* _WHAT TO DO_
(1) Please list each distinct regulation section cited by number in the glove protest excerpt.
(2) In the records, copy verbatim every line from the one containing "In this photo, each instance of the white stucco" through the final line of the records, both ends included.
>> begin TEXT EXTRACT
Prior to releasing the RFP, DLA had issued a sources sought survey to determine its acquisition strategy. It received responses from five potential suppliers, three of which indicated that they could provide the gloves being sought using domestic materials. After the solicitation was issued, the agency conducted additional market research to determine whether goat/kidskins were available domestically to meet DLA’s requirements in this and other acquisitions. Again, it received responses from suppliers indicating that domestic goat/kidskins were available in sufficient quantities to meet the needs for the pending acquisition. DLA subsequently amended the RFP to prohibit the use of foreign goat/kidskin, stating: “All Goat/Kidskin ‘MUST’ be 100% Domestic to include all tanning process.” When Mechanix informed DLA that it could identify only one confirmed domestic source for the leather required by the RFP, DLA contacted that source, which confirmed that it had the capability of meeting DLA’s needs. Given its belief that sufficient domestic sources existed, DLA decided not to remove the domestic restriction from the RFP.

Mechanix’s protest argued among other things, that the solicitation’s prohibition on foreign goat/kidskin is unduly restrictive of competition and contrary to governing regulations. Mechanix supported its protest by pointing out that the regulations implementing the Berry Amendment expressly provide for an exception from the Amendment’s domestic source restrictions for goat/kidskins. More particularly, DFARS § 252.225-7012(c)(1) provides that it does not apply to items listed in FAR § 25.104(a), one of which is goat/kidskins. FAR § 25.104(a) lists various “[n]onavailable articles,” which are defined as those articles for which there has been a “[c]lass determination” that domestic sources can meet only 50 percent or less of total U.S. government and nongovernment demand. FAR § 25.103(b)(1). According to Mechanix, since goat/kidskins fall within an express exception to the DFARS provisions implementing the Berry Amendment, it was both unreasonable and contrary to regulation for DLA to impose a domestic source restriction on the goat/kidskin leather used to make the gloves being sought here.

In response, the agency argued that the meaning of the exception found at DFARS § 252.225-7012(c)(1) must be understood in light of other considerations,  including the provisions of FAR § 25.103(b)(1). According to DLA, FAR § 25.103(b)(1) clarifies the application of the FAR § 25.104(a) nonavailability exception and makes clear that the agency is required to conduct market research before determining an article qualifies for the nonavailability exception applicable to the Berry Amendment’s domestic sourcing restrictions.
>> end TEXT EXTRACT
>> begin DATA FOR THIS TASK
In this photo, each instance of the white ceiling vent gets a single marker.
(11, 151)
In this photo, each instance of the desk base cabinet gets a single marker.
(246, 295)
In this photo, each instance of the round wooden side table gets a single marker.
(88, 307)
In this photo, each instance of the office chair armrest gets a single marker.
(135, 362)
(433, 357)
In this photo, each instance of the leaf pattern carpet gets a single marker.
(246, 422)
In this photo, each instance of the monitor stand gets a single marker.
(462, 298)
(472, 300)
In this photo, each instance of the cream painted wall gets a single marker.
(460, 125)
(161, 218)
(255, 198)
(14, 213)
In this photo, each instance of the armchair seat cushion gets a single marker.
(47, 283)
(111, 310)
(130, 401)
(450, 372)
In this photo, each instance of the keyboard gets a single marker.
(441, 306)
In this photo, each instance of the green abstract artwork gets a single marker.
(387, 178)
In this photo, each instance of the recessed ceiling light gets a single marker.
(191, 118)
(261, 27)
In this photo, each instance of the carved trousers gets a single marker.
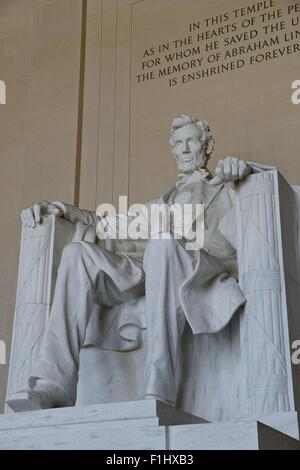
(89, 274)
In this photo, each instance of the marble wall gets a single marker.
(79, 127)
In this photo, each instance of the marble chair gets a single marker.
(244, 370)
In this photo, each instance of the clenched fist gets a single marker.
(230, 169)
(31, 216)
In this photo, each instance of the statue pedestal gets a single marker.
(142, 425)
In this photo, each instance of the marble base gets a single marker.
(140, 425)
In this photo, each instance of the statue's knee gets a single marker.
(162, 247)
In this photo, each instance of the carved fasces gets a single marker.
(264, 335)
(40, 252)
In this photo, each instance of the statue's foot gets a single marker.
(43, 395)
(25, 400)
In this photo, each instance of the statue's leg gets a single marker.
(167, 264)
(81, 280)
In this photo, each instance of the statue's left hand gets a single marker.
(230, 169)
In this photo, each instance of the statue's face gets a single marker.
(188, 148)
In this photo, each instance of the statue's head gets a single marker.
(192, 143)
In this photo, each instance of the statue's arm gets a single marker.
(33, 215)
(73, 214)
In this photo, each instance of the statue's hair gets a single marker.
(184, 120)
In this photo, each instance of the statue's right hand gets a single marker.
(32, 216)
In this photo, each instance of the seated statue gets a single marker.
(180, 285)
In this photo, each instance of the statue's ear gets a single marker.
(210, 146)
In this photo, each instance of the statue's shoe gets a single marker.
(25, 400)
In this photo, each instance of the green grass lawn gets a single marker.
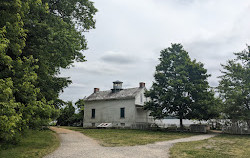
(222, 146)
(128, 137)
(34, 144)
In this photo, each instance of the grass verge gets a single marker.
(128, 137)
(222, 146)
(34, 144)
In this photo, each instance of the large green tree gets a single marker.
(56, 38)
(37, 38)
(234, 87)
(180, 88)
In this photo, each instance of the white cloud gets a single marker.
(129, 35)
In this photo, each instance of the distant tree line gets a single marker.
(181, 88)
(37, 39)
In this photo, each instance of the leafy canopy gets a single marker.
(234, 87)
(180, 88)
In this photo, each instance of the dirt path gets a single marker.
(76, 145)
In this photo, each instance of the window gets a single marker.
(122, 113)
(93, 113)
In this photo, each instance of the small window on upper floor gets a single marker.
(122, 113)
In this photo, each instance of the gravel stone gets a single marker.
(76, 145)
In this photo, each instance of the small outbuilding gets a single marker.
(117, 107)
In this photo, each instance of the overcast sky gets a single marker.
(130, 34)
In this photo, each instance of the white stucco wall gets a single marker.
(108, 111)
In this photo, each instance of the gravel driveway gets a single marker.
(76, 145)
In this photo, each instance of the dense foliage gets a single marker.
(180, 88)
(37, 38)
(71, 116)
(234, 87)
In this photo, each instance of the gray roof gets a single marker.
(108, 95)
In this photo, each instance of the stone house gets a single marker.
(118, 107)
>> end DATA FOR THIS TASK
* _THE SOLUTIONS_
(1)
DFARS § 252.225-7012(c)(1)
FAR § 25.104(a)
FAR § 25.103(b)(1)

(2)
In this photo, each instance of the white stucco wall gets a single marker.
(108, 111)
In this photo, each instance of the gravel driveway gets a single marker.
(76, 145)
In this photo, each instance of the dense foliage gets a single marker.
(180, 88)
(37, 38)
(71, 116)
(234, 87)
In this photo, each instance of the gray roof gets a single marker.
(108, 95)
In this photo, each instance of the stone house gets a single marker.
(118, 107)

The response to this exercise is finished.